• **WORK TO COMPLETE**
Each record, word for word and stripped of pictures, is what the answer should contain.

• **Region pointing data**
▬▬▬▬▬▬

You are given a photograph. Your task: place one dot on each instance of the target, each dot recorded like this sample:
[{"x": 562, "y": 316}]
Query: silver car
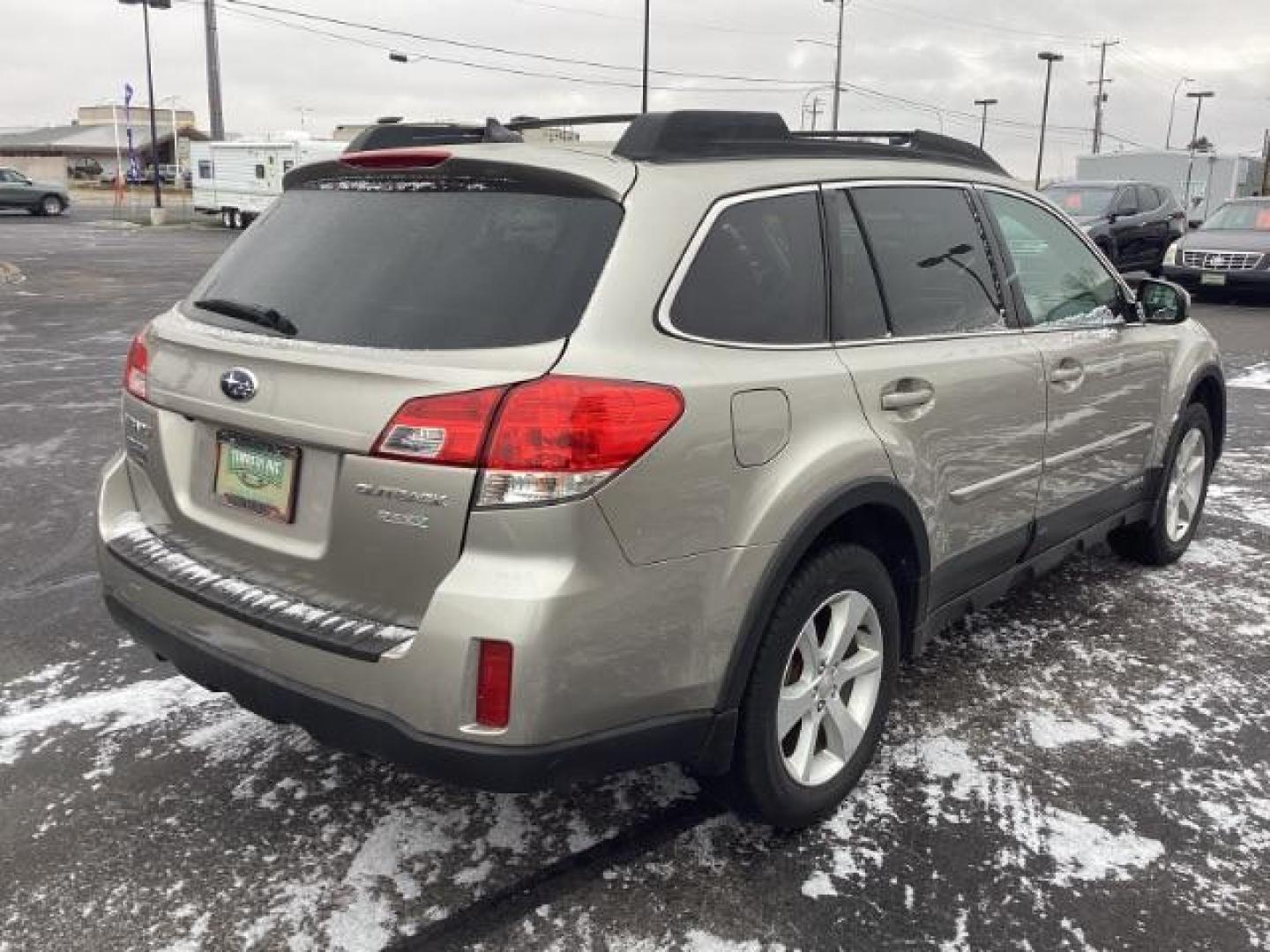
[
  {"x": 519, "y": 464},
  {"x": 17, "y": 190}
]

▬▬▬▬▬▬

• **REPLY**
You are given a photograph. Your task: place one dot on each instance of the target, each dot recorded like this sample:
[{"x": 562, "y": 316}]
Query: silver car
[
  {"x": 519, "y": 464},
  {"x": 17, "y": 190}
]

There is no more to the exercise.